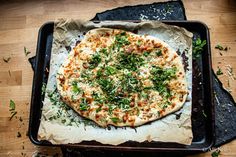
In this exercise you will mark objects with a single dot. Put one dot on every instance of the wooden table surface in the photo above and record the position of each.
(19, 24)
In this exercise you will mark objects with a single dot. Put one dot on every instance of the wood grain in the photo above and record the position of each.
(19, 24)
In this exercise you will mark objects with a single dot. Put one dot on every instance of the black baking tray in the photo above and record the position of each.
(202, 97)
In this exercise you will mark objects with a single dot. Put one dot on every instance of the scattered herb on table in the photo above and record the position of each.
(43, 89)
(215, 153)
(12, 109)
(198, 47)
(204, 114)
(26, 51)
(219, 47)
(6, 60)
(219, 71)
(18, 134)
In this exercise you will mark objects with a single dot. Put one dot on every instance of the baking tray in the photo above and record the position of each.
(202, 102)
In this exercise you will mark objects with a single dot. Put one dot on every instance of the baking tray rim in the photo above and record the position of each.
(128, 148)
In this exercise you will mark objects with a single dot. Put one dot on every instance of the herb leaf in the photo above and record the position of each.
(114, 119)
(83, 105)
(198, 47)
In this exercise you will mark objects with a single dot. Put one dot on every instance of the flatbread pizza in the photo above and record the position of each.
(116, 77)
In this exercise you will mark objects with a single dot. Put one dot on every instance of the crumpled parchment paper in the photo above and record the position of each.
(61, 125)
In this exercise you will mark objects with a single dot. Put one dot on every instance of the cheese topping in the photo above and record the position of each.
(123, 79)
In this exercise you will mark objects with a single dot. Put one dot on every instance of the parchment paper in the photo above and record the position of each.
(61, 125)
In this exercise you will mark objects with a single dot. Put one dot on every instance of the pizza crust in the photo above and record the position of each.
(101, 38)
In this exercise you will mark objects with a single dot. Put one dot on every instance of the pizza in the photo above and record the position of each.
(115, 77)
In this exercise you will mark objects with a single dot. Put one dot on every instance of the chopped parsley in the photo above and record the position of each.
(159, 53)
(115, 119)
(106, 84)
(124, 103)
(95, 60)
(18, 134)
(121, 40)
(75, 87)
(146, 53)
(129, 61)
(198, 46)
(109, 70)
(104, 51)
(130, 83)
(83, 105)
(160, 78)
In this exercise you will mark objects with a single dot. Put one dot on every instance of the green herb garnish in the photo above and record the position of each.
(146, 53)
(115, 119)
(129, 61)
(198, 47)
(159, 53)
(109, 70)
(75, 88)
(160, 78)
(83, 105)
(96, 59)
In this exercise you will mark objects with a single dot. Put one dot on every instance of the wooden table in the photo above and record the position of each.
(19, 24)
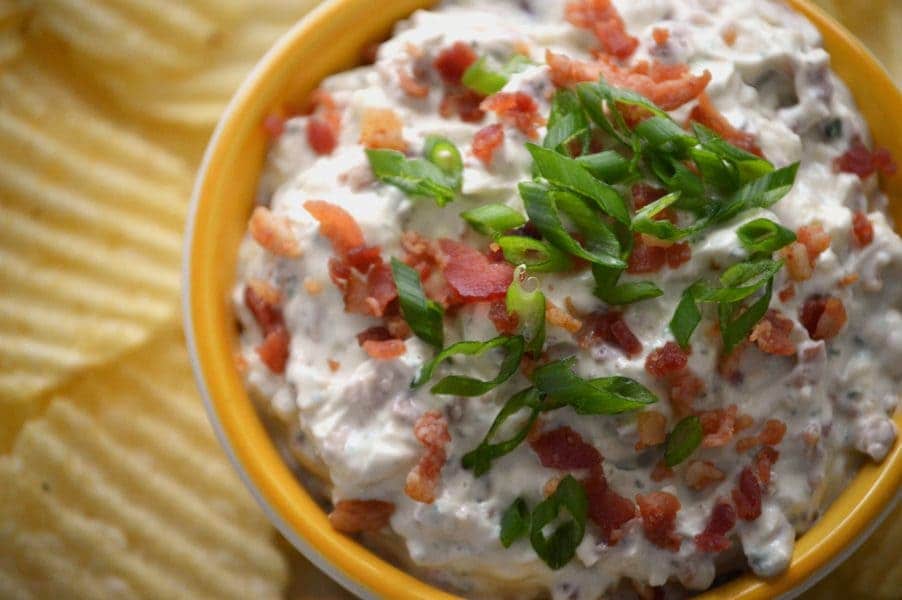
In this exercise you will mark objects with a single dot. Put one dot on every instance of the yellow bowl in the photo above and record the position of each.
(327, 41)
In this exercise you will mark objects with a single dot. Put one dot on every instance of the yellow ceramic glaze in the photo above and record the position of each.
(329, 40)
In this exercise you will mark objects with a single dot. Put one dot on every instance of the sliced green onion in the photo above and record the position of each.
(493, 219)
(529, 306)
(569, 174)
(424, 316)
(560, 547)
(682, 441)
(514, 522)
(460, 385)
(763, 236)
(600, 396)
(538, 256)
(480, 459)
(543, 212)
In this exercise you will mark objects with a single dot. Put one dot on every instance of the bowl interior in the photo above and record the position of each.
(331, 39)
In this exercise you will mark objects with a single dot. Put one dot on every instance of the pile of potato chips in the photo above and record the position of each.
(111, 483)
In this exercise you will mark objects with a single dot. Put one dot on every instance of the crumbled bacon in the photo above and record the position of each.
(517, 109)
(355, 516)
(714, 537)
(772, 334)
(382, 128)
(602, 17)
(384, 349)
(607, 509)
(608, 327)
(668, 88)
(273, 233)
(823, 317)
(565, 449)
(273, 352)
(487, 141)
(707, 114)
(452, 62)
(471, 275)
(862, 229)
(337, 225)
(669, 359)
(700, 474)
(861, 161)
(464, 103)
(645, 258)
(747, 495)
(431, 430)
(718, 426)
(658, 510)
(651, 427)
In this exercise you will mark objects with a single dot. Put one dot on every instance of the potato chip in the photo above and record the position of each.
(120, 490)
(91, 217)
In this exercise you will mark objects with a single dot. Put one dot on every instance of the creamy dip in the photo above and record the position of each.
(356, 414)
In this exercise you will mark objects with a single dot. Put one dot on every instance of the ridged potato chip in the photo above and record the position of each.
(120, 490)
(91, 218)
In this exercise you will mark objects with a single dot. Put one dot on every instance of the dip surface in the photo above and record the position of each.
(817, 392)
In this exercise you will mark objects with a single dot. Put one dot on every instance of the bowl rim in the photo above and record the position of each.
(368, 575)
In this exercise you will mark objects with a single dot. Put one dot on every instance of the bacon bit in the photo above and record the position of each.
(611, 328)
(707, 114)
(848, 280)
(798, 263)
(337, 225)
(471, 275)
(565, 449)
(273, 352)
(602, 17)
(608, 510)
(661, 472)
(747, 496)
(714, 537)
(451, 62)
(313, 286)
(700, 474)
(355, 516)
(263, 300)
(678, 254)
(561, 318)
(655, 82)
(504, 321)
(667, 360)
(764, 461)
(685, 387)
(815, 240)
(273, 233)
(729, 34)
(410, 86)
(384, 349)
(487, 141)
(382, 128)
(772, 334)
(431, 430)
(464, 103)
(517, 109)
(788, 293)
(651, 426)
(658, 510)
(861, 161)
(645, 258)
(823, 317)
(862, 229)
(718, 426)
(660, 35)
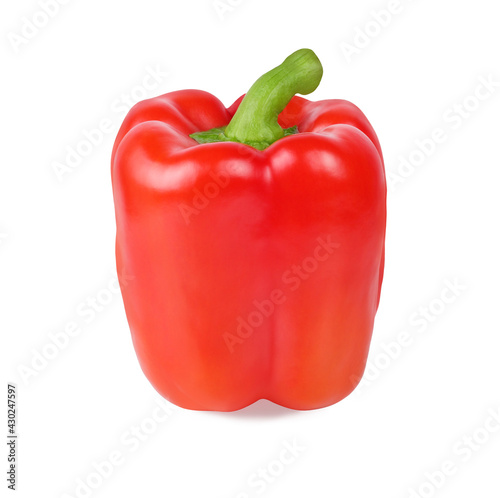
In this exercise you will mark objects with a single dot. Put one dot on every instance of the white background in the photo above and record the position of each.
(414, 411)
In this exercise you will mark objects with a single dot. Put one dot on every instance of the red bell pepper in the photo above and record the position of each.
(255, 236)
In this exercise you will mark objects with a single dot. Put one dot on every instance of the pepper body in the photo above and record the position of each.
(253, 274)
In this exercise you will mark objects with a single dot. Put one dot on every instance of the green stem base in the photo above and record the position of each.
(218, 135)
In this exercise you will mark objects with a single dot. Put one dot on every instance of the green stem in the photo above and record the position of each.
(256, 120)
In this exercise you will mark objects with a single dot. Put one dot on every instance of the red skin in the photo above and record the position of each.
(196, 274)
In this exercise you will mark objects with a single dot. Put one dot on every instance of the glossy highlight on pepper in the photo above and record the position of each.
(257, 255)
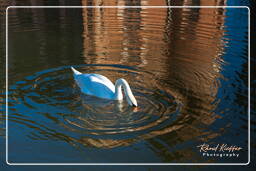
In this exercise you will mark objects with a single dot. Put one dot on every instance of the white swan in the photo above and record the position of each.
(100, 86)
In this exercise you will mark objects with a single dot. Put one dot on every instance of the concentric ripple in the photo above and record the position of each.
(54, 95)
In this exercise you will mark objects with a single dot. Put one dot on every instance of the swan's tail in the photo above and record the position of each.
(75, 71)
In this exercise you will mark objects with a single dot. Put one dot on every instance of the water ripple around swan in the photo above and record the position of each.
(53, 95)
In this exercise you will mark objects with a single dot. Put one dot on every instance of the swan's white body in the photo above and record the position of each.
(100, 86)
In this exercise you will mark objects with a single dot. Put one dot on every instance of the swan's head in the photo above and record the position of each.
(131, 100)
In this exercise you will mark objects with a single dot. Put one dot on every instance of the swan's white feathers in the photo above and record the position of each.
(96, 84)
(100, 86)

+++++

→ PROBLEM DETAILS: Omit all pictures while transcribing the entries verbatim.

→ WORKED SOLUTION:
In this exercise you will mark objects with a single dot. Put one dot on every instance of the wooden table surface in the photo above and record the position of each.
(19, 24)
In this exercise you will mark objects with a single dot. Put one dot on every instance of the wood grain in the photo above and record the position of each.
(19, 24)
In this exercise you will mark objects with a single dot. Put one dot on every instance of the black baking tray in the photo above and record the position of each.
(202, 97)
In this exercise you will mark objects with a single dot. Put one dot on every instance of the scattered herb on table in the photo above and record the position of each.
(43, 89)
(215, 153)
(12, 109)
(198, 47)
(204, 114)
(26, 51)
(219, 47)
(6, 60)
(219, 71)
(18, 134)
In this exercise you will mark objects with a single dot. Put one dot on every instance of the baking tray in the photo above and record the position of each.
(202, 102)
In this exercise you will mark objects with a single dot. Put one dot on every instance of the baking tray rim in the photo above and record the position of each.
(128, 148)
In this exercise you will mark objects with a single dot. Put one dot on every instance of the herb leaf in the photo above and record the position of each.
(114, 119)
(83, 105)
(198, 47)
In this exercise you will mark objects with a single dot. Put one dot on every instance of the flatbread pizza in the photo above and record the position of each.
(116, 77)
In this exercise you will mark objects with a single dot. Put one dot on every instance of the crumpled parchment paper in the photo above and record the position of each.
(61, 125)
In this exercise you will mark objects with a single dot. Put one dot on every instance of the cheese topping in the photo above and record the position of each.
(123, 79)
In this exercise you will mark objects with a single dot. Put one dot on every instance of the parchment paper in the photo above and record the position of each.
(61, 125)
In this exercise you will mark objects with a single dot. Put one dot on every instance of the pizza crust in the photo above and record the position of each.
(101, 38)
In this exercise you will mark objects with a single dot. Put one dot on every instance of the pizza in the photo above and record the position of each.
(115, 77)
In this exercise you will mark objects with a single dot. Put one dot on every instance of the chopped parsley in the photo above and record the position of each.
(159, 53)
(115, 119)
(106, 84)
(124, 103)
(95, 60)
(18, 134)
(121, 40)
(75, 87)
(146, 53)
(129, 61)
(198, 46)
(109, 70)
(104, 51)
(130, 83)
(83, 105)
(160, 78)
In this exercise you will mark objects with a single dot. Put one dot on every instance of the green herb garnish in the photo above and record the position of each.
(146, 53)
(115, 119)
(129, 61)
(198, 47)
(159, 53)
(109, 70)
(75, 88)
(160, 78)
(83, 105)
(96, 59)
In this exercise you will mark objects with a single dot. Put one dot on every instance of the wooden table in the photo above and record the position of each.
(19, 24)
In this exercise you will mark objects with a single dot. Put one dot on every instance of the yellow bowl in the photo above and record the position of each.
(327, 41)
In this exercise you will mark objects with a single dot. Put one dot on every instance of the yellow ceramic glaze in the photo above and record the position of each.
(329, 40)
In this exercise you will mark objects with a single dot. Put one dot on every instance of the sliced green onion in the photo above and record the position of each.
(493, 219)
(529, 306)
(569, 174)
(424, 316)
(560, 547)
(682, 441)
(514, 522)
(460, 385)
(763, 236)
(600, 396)
(538, 256)
(480, 459)
(543, 212)
In this exercise you will mark objects with a single dot. Put one dot on every instance of the bowl interior in the photo above and record the position of each.
(331, 39)
In this exercise you will mark objects with a single dot. Put one dot on every instance of the pile of potato chips in the photo above and record the position of each.
(111, 483)
In this exercise you will mark objects with a single dot. Put one dot on every instance of the crumbled bacon in the photo above and record the position of each.
(517, 109)
(355, 516)
(714, 537)
(772, 334)
(382, 128)
(602, 17)
(384, 349)
(607, 509)
(608, 327)
(668, 88)
(273, 233)
(823, 317)
(565, 449)
(273, 352)
(487, 141)
(707, 114)
(452, 62)
(471, 275)
(862, 229)
(337, 225)
(669, 359)
(700, 474)
(861, 161)
(464, 103)
(645, 258)
(747, 495)
(431, 430)
(718, 426)
(658, 510)
(651, 427)
In this exercise you will mark objects with a single dot. Put one dot on every instance of the potato chip in the photo above and record the position of each.
(120, 490)
(91, 217)
In this exercise you will mark objects with a single dot. Put one dot on every instance of the creamy dip in the photo above and record the position of each.
(356, 414)
In this exercise you will mark objects with a single dot. Put one dot on every instance of the ridged potato chip in the photo above and record the position of each.
(120, 490)
(91, 218)
In this exercise you will mark objects with a single dot. Put one dot on every instance of the dip surface in the photo above and record the position of each.
(817, 392)
In this exercise you will mark objects with a single dot. Put one dot on every instance of the bowl rim in the photo above and record the position of each.
(368, 575)
In this exercise you will mark objects with a single dot. Put one dot on every instance of the bacon bit in the photo above and record the position of each.
(611, 328)
(707, 114)
(848, 280)
(798, 263)
(337, 225)
(471, 275)
(565, 449)
(273, 352)
(602, 17)
(608, 510)
(661, 472)
(747, 496)
(714, 537)
(451, 62)
(313, 286)
(700, 474)
(355, 516)
(263, 300)
(678, 254)
(561, 318)
(655, 82)
(504, 321)
(667, 360)
(764, 461)
(685, 387)
(815, 240)
(273, 233)
(729, 34)
(410, 86)
(384, 349)
(487, 141)
(382, 128)
(772, 334)
(431, 430)
(464, 103)
(517, 109)
(788, 293)
(651, 426)
(658, 510)
(861, 161)
(645, 258)
(823, 317)
(862, 229)
(718, 426)
(660, 35)
In this exercise you will mark objects with a single dot. Put one dot on every instance of the white background in the photo above and record the position of each.
(414, 411)
In this exercise you will mark objects with a single dot. Put one dot on every instance of the red bell pepper in the photo above and record the position of each.
(255, 236)
In this exercise you will mark objects with a single dot. Put one dot on every instance of the pepper body in the photo above and record the position of each.
(253, 274)
In this exercise you will mark objects with a single dot. Put one dot on every instance of the green stem base in the photo above and record the position of each.
(218, 135)
In this exercise you will mark objects with a single dot. Put one dot on every instance of the green stem in the photo above and record the position of each.
(256, 120)
In this exercise you will mark objects with a single dot. Put one dot on every instance of the red skin in the photo above and record the position of each.
(196, 274)
In this exercise you will mark objects with a single dot. Put one dot on every instance of the glossy highlight on pepper in the photo above and record the position of each.
(257, 255)
In this exercise you will mark objects with a single dot. Put one dot on every instance of the white swan in the photo above and record the position of each.
(100, 86)
In this exercise you will mark objects with a single dot. Put one dot on every instance of the concentric ripple in the photo above and record the position of each.
(54, 95)
In this exercise you will mark objects with a single dot. Put one dot on every instance of the swan's tail in the photo above and record the position of each.
(75, 71)
In this exercise you will mark objects with a single dot. Put one dot on every instance of the water ripple around swan in the photo above and record the position of each.
(53, 95)
In this exercise you will mark objects with a single dot. Put one dot on every instance of the swan's white body in the photo above and record the position of each.
(100, 86)
In this exercise you will mark objects with a single dot. Put one dot on every instance of the swan's head in the photo above and record the position of each.
(131, 100)
In this exercise you will mark objects with a single dot. Put one dot on every instance of the swan's white feathers in the photo above and record the position of each.
(96, 84)
(100, 86)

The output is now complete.